▸ **Provided data**:
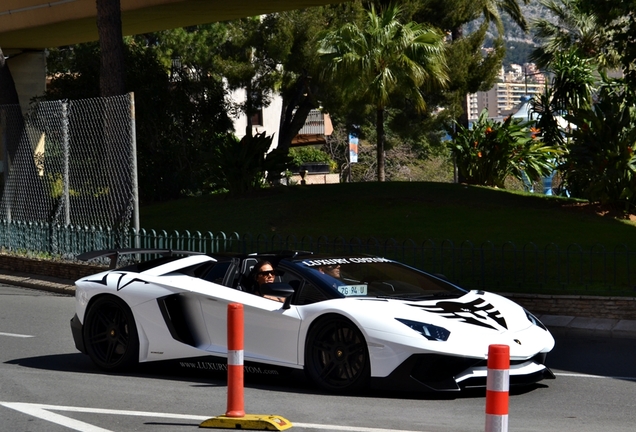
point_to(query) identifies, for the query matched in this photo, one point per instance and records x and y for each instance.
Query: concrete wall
(29, 74)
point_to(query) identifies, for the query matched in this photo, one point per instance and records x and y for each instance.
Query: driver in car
(264, 273)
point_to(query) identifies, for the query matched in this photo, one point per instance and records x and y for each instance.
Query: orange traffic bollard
(497, 387)
(235, 417)
(235, 338)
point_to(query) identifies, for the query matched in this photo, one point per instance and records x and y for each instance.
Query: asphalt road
(46, 385)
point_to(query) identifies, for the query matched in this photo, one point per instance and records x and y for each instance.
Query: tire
(110, 335)
(336, 355)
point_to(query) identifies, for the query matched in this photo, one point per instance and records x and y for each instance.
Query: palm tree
(383, 58)
(111, 44)
(574, 29)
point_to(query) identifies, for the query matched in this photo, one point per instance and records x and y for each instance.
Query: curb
(44, 283)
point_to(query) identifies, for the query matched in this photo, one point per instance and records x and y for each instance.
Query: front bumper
(434, 372)
(77, 331)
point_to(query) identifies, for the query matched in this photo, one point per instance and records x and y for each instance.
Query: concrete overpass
(28, 27)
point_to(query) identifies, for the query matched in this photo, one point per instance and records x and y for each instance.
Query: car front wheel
(110, 334)
(336, 355)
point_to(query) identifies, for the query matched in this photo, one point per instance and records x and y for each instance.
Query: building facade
(506, 95)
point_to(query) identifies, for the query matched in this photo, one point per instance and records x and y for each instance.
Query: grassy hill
(417, 211)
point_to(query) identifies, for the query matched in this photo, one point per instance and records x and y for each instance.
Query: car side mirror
(279, 289)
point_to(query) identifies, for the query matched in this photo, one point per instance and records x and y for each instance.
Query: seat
(245, 284)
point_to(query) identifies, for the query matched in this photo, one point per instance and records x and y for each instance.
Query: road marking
(14, 335)
(595, 376)
(43, 412)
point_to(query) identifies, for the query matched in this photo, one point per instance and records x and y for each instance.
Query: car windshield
(379, 277)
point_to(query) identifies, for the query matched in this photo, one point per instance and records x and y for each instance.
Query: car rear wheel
(110, 334)
(336, 355)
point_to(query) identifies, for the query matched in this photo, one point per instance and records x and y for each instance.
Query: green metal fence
(529, 268)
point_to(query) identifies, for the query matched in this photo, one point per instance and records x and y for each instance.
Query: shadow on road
(290, 381)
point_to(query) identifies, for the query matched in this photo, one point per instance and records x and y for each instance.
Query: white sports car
(376, 321)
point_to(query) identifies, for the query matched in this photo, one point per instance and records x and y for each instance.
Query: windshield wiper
(417, 296)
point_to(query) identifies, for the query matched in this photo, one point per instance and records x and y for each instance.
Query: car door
(270, 332)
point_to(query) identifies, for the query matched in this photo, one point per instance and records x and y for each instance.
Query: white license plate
(350, 290)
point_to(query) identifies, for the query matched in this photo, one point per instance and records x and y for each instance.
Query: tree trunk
(379, 127)
(111, 45)
(8, 93)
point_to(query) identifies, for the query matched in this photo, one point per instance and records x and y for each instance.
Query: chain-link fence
(70, 163)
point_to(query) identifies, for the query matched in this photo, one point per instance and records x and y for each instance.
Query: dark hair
(254, 273)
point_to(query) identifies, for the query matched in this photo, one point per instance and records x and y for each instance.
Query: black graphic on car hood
(477, 312)
(104, 280)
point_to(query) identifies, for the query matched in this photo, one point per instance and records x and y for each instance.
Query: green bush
(492, 151)
(601, 164)
(307, 154)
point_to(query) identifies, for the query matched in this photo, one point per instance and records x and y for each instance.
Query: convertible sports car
(347, 320)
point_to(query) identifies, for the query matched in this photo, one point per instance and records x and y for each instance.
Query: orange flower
(534, 131)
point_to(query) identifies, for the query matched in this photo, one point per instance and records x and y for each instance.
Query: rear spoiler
(114, 254)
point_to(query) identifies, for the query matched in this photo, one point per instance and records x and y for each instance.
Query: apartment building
(506, 95)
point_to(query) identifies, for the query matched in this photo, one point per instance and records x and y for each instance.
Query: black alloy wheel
(336, 355)
(110, 334)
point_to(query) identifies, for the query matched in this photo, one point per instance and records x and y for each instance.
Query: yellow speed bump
(248, 421)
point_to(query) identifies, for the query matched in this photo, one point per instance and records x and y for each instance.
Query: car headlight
(429, 331)
(534, 320)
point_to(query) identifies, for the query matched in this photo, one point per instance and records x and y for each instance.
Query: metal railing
(549, 269)
(314, 125)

▸ **Exercise directions**:
Retype all entries exactly as they appear, dropping the images.

▸ **Complete response**:
point_to(query) identifies, for the query matched in this photo, one point per instance and records x and y for each instance.
Query: concrete wall
(29, 74)
point_to(query) identifies, for the query matched in this photo, one point per instance and records x and y for each instance.
Query: driver in car
(264, 273)
point_to(query) identifies, for the query matched in this photo, one point per instance and records x and y for each instance.
Query: orange traffic bollard
(497, 387)
(235, 417)
(235, 338)
point_to(query) identifies, for the query matched in this photo, one point per instance and records x and y for each instance.
Query: asphalt road
(46, 385)
point_to(query) identifies, for the query matched in this photo, one point per instance and records x and y for each instance.
Query: tire
(110, 335)
(336, 355)
point_to(query) identifies, for the query matched in this photo, one point per instance and records x and y for each instance.
Query: palm tree
(383, 58)
(111, 44)
(574, 29)
point_to(query) identifies, for the query matched in this photo, one point per instance and records x and y for each instance.
Query: curb
(44, 283)
point_to(query) identifies, for the query matched in this photo, one point per instance and records x and y for each instance.
Query: front bumper
(434, 372)
(77, 331)
point_to(query) identifies, for the query matched in this photo, one point per instance and records x and y for each instance.
Query: concrete overpass
(28, 27)
point_to(query) identifies, for the query matched in this photo, one point per instance and records x and y for each instance.
Query: car front wheel
(110, 334)
(336, 355)
point_to(query) identifies, for the query matched in this photo, one point per instance and records x and y for each instance.
Query: building facade
(506, 95)
point_to(query) identifies, for the query matched in this photo, one point per instance and records x and y for each instance.
Query: grassy hill
(417, 211)
point_to(query) identifies, for the query matched in this photo, one point per instance and records x and y for each instance.
Query: car side mirror
(279, 289)
point_to(query) identifies, for the query matched in this photo, one point per instance and records x and y for each instance.
Query: seat
(245, 284)
point_to(query) identifies, for the query matched in this photo, one point per instance and records x and y for each instance.
Query: road marking
(14, 335)
(595, 376)
(43, 412)
point_to(query) identifies, for the query matched in this photo, one point per instance and records x and y for each instance.
Query: car windshield
(379, 277)
point_to(query) identifies, for the query matched in this photo, one point per instance and records x and y for each instance.
Query: car rear wheel
(110, 334)
(336, 355)
point_to(query) identifies, for the query matched in this photo, one point per instance and records x and y for each instance.
Query: green metal fence
(529, 268)
point_to(query) identifies, for the query matched in this photo, one point per instance and records x and y for each instance.
Query: shadow on road
(290, 381)
point_to(query) identifies, for the query matched in this photo, one point per instance and records x and y for each instance.
Query: white sports car
(376, 321)
point_to(query) identifies, for the query matched in this photo, one point per instance and records x and y for each instance.
Query: windshield wiper
(417, 296)
point_to(query) identifies, for the query matched in this photo, one point per instance and records x and y for each instance.
Query: car door
(270, 332)
point_to(query) identifies, for the query matched in this photo, one point per instance and records x and y for each instance.
Query: white license plate
(350, 290)
point_to(query) identifies, for the query matched in this photo, one point per instance and records x and y for each instance.
Query: tree trunk
(379, 127)
(111, 45)
(8, 93)
point_to(query) identifies, for the query matched in this photo, one point per instance and records x and y for each instance.
Query: chain-link fence
(70, 163)
point_to(query) identifies, for the query matched in this photo, one point per instance and records x and y for each instance.
Query: dark hair
(254, 273)
point_to(query) identifies, for the query matched in this photo, one point per instance and records x and y for each instance.
Query: black graphic on car hood
(477, 312)
(104, 280)
point_to(query) identifies, for the query matched in this photo, one point per instance and records x and y for each instance.
Query: green bush
(492, 151)
(601, 164)
(307, 154)
point_to(query) identifies, for the query matched in this photo, one point per instance and records x and y for each instance.
Query: convertible sports car
(347, 320)
point_to(query) identifies, for the query matched in this photo, one point per instance and records x and y for each instance.
Query: orange flower
(534, 131)
point_to(query) identifies, for the query matched in this photo, one point per instance and records x and y for each instance.
Query: rear spoiler
(114, 254)
point_to(query) identifies, for the query matched in this photo, one point per instance and records x and y for each instance.
Query: apartment building
(506, 95)
point_to(query) identifies, for the query matched in this photo, one point per instance and records x and y for each instance.
Query: black alloy wheel
(336, 355)
(110, 334)
point_to(query) identifies, for the query matched in this photo, one point per instance and records x and y for each instance.
Query: yellow speed bump
(248, 421)
point_to(query) identifies, for the query matched in this photo, one point per instance and records x and y for each instance.
Query: car headlight
(429, 331)
(534, 320)
point_to(query) identifies, for the query matched in this photo, one point per instance and records x and y for each instance.
Query: metal railing
(549, 269)
(314, 125)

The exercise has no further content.